- What the exercise asks
Go through the records and give each one again exactly, omitting the images.

[Items from a data source]
_ _ _ _ _

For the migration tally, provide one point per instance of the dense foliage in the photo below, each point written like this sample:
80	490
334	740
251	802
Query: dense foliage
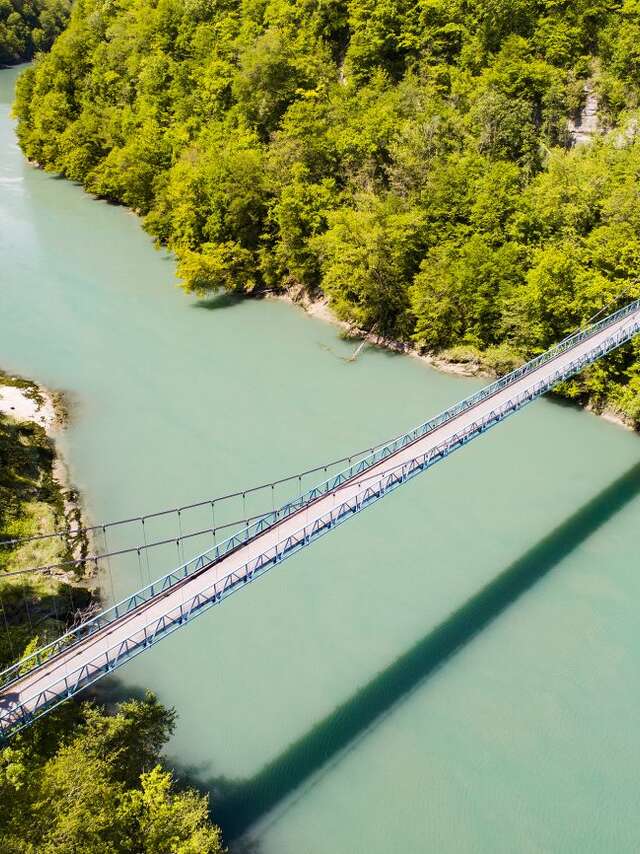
413	161
28	26
84	782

_ _ _ _ _

- Answer to this task
For the migration tally, provide one point per instance of the dense foliage in the photo below, each point written like this sample:
80	490
334	740
251	802
Query: dense foliage
413	161
28	26
84	782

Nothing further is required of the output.